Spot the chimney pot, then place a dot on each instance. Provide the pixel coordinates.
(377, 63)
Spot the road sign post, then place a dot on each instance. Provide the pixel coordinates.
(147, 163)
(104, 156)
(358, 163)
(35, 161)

+ + + + + + +

[Given exercise]:
Please rewrite every line of the listing, requests included, scaling each pixel coordinate in the answers by 1.05 and rounding to whole numbers, with halves rounded up.

[Response to this exercise]:
Spot the chimney pot, then place a dot on each instance. Provide the pixel coordinates.
(396, 66)
Spot the road sign post, then place a dot on each instance. Provide the pixel coordinates.
(154, 171)
(109, 164)
(376, 171)
(37, 169)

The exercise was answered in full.